◆ Given exercise: Without including any images, reproduce each entry exactly.

[Extracted records]
----------

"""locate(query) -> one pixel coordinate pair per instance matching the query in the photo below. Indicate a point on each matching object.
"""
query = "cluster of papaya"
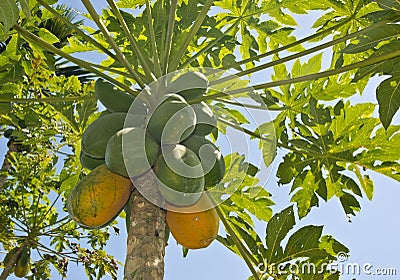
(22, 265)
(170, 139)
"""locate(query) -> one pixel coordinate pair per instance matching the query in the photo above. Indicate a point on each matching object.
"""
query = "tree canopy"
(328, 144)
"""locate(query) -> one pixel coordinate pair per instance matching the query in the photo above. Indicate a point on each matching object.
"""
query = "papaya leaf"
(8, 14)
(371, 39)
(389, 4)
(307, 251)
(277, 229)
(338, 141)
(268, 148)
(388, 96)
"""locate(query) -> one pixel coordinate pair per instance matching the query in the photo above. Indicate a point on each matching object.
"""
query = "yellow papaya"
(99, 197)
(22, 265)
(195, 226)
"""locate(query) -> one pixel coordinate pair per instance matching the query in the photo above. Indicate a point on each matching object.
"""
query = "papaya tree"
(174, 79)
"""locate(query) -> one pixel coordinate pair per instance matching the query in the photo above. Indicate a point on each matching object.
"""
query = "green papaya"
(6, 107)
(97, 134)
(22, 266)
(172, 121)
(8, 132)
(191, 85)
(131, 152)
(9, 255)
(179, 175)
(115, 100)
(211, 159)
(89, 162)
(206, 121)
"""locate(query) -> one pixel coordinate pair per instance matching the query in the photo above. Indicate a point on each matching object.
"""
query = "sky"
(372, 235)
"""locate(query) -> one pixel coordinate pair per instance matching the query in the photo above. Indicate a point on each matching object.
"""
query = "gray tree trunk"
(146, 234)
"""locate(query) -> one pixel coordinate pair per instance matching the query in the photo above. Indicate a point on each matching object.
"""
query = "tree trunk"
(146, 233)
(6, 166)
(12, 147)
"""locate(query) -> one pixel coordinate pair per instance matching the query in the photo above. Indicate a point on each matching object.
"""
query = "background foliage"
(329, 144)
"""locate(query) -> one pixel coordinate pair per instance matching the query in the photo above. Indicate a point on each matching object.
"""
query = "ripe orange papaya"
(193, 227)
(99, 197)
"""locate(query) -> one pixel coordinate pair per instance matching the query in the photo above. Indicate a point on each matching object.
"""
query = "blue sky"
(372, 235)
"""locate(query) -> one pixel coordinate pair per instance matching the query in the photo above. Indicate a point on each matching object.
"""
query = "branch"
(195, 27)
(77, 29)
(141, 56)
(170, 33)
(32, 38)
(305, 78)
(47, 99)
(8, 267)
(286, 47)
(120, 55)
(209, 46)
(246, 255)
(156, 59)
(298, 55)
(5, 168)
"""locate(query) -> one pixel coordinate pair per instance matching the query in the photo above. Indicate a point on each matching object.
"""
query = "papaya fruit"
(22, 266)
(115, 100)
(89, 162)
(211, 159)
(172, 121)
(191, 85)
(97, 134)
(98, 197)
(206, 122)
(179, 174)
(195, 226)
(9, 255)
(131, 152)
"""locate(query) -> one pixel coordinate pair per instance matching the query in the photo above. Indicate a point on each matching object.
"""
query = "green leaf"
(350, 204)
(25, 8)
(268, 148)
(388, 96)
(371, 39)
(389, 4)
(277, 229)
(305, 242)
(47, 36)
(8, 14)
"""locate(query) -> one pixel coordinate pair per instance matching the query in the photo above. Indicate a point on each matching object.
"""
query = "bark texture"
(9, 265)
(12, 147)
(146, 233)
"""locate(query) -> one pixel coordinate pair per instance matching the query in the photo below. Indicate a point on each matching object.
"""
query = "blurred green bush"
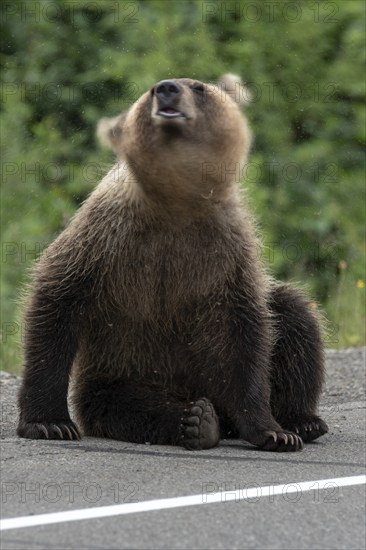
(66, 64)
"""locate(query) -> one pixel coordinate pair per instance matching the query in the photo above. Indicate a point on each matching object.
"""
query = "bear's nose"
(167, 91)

----------

◆ Response:
"""locate(query) -> one pixel coordinate pair per instance matching the query in the photo below. Indicate a point on each matching object.
"""
query = "cluster of papaya"
(22, 265)
(170, 139)
"""locate(query) -> one pixel coordinate pair per instance matching the query in the photo above. Indicate a point on each matching object.
"""
query = "tree canopy"
(328, 144)
"""locate(query) -> one pixel coordinate pair per instance matching the query in the photo above. Indicate a point on each matching object.
"""
query = "papaya leaf"
(8, 14)
(371, 39)
(389, 4)
(307, 251)
(277, 229)
(338, 141)
(268, 148)
(388, 96)
"""locate(query) -> one pixel coordinate pair per instance matching the query in the photo above. Indicate a point on each matching object.
"""
query = "yellow papaya"
(99, 197)
(22, 265)
(195, 226)
"""locate(query) -> one pixel coordinate pair per instance matching the query in the photo above. Indicate a point on each matching object.
"""
query = "papaya tree"
(174, 79)
"""locate(query) -> one pixel coordinate pair per instance matching the query in the photo above. Indicate a point on each matching object.
"""
query = "green papaya"
(6, 107)
(97, 134)
(22, 266)
(172, 121)
(8, 132)
(191, 85)
(131, 152)
(9, 255)
(179, 175)
(115, 100)
(211, 159)
(89, 162)
(206, 121)
"""locate(query) -> one pixel coordinate pair per instance matching the query in the photo above. Indicate a point on each matching object.
"""
query = "sky"
(372, 235)
"""locate(query) -> one pixel coordinate pair per instance matching the query in the photo above. Indicate a point on each matching object.
"""
query = "gray tree trunk"
(146, 234)
"""locate(query) -> one pixel coordinate pair per instance matching the query in the photo above. Indicate a point on each matching object.
"""
query = "tree trunk"
(146, 233)
(6, 166)
(12, 147)
"""locate(query) -> one pixel coordinate pair per instance matching the query in the photo above. Indicate a point on each matching object.
"""
query = "background foliage"
(329, 144)
"""locate(query) -> one pixel coordinate pair per instance matching the query in the photo above. Indicate a point on each matching object.
"""
query = "ripe orange papaya"
(193, 227)
(99, 197)
"""locate(query) -> one pixel coordinate pair per instance matching the query in the photo above. Indicate a point on each matching object.
"""
query = "blue sky"
(372, 235)
"""locate(query) -> one pixel coordinate pair per instance matching the query in the photo above. Indicate a point on each matching object.
"""
query = "branch"
(195, 27)
(77, 29)
(141, 56)
(170, 33)
(32, 38)
(305, 78)
(47, 99)
(8, 267)
(286, 47)
(120, 55)
(209, 46)
(246, 255)
(156, 59)
(298, 55)
(5, 168)
"""locate(query) -> one pixel coordinate pair per instance matching the query in the photo above. Indicate a point on each matching object.
"""
query = "papaya fruit"
(22, 266)
(115, 100)
(89, 162)
(211, 159)
(172, 121)
(191, 85)
(97, 134)
(98, 197)
(206, 122)
(179, 174)
(195, 226)
(9, 255)
(131, 152)
"""locate(query) -> one pixel coordinate pair per instance matching the query in the photo above. Indicate a point on each matching object.
"""
query = "green leaf"
(350, 204)
(25, 8)
(268, 148)
(388, 96)
(371, 39)
(389, 4)
(277, 229)
(305, 242)
(47, 36)
(8, 14)
"""locate(query) -> one pixel coordinate pair per instance matching the query in the photo above. Indicate a point on each matching object.
"""
query = "bark texture"
(9, 265)
(12, 147)
(146, 233)
"""locate(query) -> one pixel coordinate pair per instance matching the query in the photo below. Indicate a point on each matching object.
"""
query = "blurred green bush"
(66, 64)
"""locate(query) -> one pixel coordinate pair per instance matching the query in the photo above. Indicate a point on each matching object.
"""
query = "bear's nose"
(167, 91)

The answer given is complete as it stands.